* _Aufgabe_
Schreiben Sie die nachstehenden Daten Zeile für Zeile unverändert ab.

* _Dateneinträge_
◆ ◆ ◆ ◆ ◆

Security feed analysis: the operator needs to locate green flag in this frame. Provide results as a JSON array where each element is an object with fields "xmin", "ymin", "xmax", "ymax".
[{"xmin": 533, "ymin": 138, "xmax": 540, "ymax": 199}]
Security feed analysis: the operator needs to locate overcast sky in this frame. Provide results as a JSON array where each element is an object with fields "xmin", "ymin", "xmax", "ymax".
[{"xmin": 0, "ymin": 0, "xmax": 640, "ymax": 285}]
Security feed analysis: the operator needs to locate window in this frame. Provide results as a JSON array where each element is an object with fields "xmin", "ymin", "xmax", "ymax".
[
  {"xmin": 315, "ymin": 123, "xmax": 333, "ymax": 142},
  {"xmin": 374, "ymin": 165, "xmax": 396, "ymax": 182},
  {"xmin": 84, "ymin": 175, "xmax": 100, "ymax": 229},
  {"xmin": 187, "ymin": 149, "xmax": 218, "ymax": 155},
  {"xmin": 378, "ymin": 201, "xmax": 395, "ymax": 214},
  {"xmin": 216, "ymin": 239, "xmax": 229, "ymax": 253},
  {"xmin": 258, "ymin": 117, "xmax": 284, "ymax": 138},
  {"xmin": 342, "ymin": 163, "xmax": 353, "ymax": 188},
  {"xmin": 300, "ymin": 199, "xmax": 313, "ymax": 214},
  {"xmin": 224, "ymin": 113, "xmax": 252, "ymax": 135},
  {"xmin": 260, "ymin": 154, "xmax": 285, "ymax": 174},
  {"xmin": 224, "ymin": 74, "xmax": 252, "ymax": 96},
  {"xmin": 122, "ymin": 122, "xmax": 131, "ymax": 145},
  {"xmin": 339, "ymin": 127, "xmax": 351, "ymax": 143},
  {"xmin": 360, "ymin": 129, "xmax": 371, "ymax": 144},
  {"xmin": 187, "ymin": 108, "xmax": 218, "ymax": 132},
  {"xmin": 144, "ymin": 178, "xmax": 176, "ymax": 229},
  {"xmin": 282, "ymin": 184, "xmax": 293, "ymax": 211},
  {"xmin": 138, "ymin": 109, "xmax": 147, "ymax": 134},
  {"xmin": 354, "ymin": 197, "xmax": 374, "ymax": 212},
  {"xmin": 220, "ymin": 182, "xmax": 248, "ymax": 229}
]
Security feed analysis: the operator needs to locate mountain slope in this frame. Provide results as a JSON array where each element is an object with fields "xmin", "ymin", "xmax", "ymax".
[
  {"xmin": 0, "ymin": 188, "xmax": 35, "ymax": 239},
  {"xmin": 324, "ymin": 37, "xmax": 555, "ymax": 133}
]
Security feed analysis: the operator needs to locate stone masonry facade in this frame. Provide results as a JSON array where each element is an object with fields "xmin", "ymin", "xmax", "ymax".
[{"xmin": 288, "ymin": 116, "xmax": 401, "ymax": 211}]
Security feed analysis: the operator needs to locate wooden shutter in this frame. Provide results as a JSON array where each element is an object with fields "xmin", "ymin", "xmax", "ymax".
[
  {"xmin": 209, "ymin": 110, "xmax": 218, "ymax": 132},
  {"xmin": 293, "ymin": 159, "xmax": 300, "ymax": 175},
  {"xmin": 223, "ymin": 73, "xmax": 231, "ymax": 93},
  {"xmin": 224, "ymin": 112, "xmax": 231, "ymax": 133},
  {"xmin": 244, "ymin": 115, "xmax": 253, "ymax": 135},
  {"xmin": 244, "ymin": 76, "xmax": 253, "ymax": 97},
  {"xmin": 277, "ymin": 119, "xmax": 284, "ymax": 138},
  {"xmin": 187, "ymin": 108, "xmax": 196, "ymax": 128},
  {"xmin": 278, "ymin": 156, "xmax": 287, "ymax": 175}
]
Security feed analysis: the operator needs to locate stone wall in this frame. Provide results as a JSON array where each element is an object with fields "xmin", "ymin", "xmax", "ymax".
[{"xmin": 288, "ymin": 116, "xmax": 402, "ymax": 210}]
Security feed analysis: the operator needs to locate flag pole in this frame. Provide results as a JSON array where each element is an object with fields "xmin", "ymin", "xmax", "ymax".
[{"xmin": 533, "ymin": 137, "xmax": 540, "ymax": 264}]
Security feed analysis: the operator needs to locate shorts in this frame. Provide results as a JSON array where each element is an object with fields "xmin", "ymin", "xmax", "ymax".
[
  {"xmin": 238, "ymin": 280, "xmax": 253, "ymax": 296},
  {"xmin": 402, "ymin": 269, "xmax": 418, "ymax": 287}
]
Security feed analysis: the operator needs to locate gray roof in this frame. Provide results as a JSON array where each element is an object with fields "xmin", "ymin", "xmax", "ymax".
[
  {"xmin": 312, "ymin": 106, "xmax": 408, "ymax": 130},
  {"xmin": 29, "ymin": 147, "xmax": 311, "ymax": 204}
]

◆ ◆ ◆ ◆ ◆

* _Lösung der Übung_
Security feed analysis: the operator needs to locate green flag in this frame. Provide results as a JSON array where each element is an object with fields "xmin", "ymin", "xmax", "ymax".
[{"xmin": 533, "ymin": 138, "xmax": 540, "ymax": 199}]
Security feed analysis: the operator needs to locate overcast sky in this frame. Provide results as a JSON array where each element is an object with fields "xmin", "ymin", "xmax", "ymax".
[{"xmin": 0, "ymin": 0, "xmax": 640, "ymax": 285}]
Security feed analysis: the operator needs to locate window in this frame. Provide results as a JSON array where each element is an object with fields "xmin", "ymin", "xmax", "ymax".
[
  {"xmin": 315, "ymin": 123, "xmax": 333, "ymax": 142},
  {"xmin": 374, "ymin": 165, "xmax": 396, "ymax": 182},
  {"xmin": 84, "ymin": 175, "xmax": 100, "ymax": 229},
  {"xmin": 187, "ymin": 149, "xmax": 218, "ymax": 155},
  {"xmin": 378, "ymin": 201, "xmax": 395, "ymax": 214},
  {"xmin": 216, "ymin": 239, "xmax": 229, "ymax": 253},
  {"xmin": 258, "ymin": 117, "xmax": 284, "ymax": 138},
  {"xmin": 342, "ymin": 163, "xmax": 353, "ymax": 188},
  {"xmin": 300, "ymin": 199, "xmax": 313, "ymax": 214},
  {"xmin": 224, "ymin": 113, "xmax": 252, "ymax": 135},
  {"xmin": 260, "ymin": 154, "xmax": 285, "ymax": 174},
  {"xmin": 224, "ymin": 74, "xmax": 252, "ymax": 96},
  {"xmin": 122, "ymin": 122, "xmax": 131, "ymax": 145},
  {"xmin": 339, "ymin": 127, "xmax": 351, "ymax": 143},
  {"xmin": 360, "ymin": 129, "xmax": 371, "ymax": 144},
  {"xmin": 187, "ymin": 108, "xmax": 218, "ymax": 132},
  {"xmin": 144, "ymin": 178, "xmax": 176, "ymax": 229},
  {"xmin": 282, "ymin": 184, "xmax": 293, "ymax": 211},
  {"xmin": 138, "ymin": 109, "xmax": 147, "ymax": 134},
  {"xmin": 354, "ymin": 197, "xmax": 374, "ymax": 212},
  {"xmin": 220, "ymin": 182, "xmax": 248, "ymax": 229}
]
Security feed analysis: the operator needs to locate mountain slope in this frame. Provide results as a JSON array where each element is an object with fields "xmin", "ymin", "xmax", "ymax".
[
  {"xmin": 0, "ymin": 188, "xmax": 35, "ymax": 239},
  {"xmin": 324, "ymin": 37, "xmax": 555, "ymax": 133}
]
Security feed analysis: the operator needs to locate stone masonry facade in this frame. Provide results as a JSON array where each element is an object with fields "xmin", "ymin", "xmax", "ymax".
[{"xmin": 288, "ymin": 116, "xmax": 401, "ymax": 211}]
Security feed analysis: the operator needs to locate wooden shutter in this frame. Provide results as a JSON array where each element is an object with fields "xmin", "ymin", "xmax", "ymax".
[
  {"xmin": 209, "ymin": 110, "xmax": 218, "ymax": 132},
  {"xmin": 293, "ymin": 159, "xmax": 300, "ymax": 175},
  {"xmin": 223, "ymin": 73, "xmax": 231, "ymax": 93},
  {"xmin": 224, "ymin": 112, "xmax": 231, "ymax": 133},
  {"xmin": 244, "ymin": 115, "xmax": 253, "ymax": 135},
  {"xmin": 244, "ymin": 76, "xmax": 253, "ymax": 97},
  {"xmin": 277, "ymin": 119, "xmax": 284, "ymax": 138},
  {"xmin": 187, "ymin": 108, "xmax": 196, "ymax": 128},
  {"xmin": 278, "ymin": 156, "xmax": 287, "ymax": 175}
]
Security feed analysis: the operator needs to locate stone wall in this frame. Provide results as a JSON array where each element is an object with fields "xmin", "ymin", "xmax", "ymax".
[{"xmin": 288, "ymin": 116, "xmax": 402, "ymax": 210}]
Security feed analysis: the operator needs to locate flag pole in this frame. Provide results as a JSON array where each element is an object with fields "xmin", "ymin", "xmax", "ymax".
[{"xmin": 533, "ymin": 137, "xmax": 540, "ymax": 264}]
Security feed analysis: the operator needs to locate shorts in this frame. Provide results as a JSON array where each element is an object with fields "xmin", "ymin", "xmax", "ymax".
[
  {"xmin": 238, "ymin": 280, "xmax": 253, "ymax": 296},
  {"xmin": 402, "ymin": 269, "xmax": 418, "ymax": 287}
]
Security feed analysis: the operator needs to locate gray roof in this frame. Provide results as a JSON array where each element is an object with fields "xmin", "ymin", "xmax", "ymax".
[
  {"xmin": 312, "ymin": 106, "xmax": 408, "ymax": 130},
  {"xmin": 29, "ymin": 147, "xmax": 311, "ymax": 204}
]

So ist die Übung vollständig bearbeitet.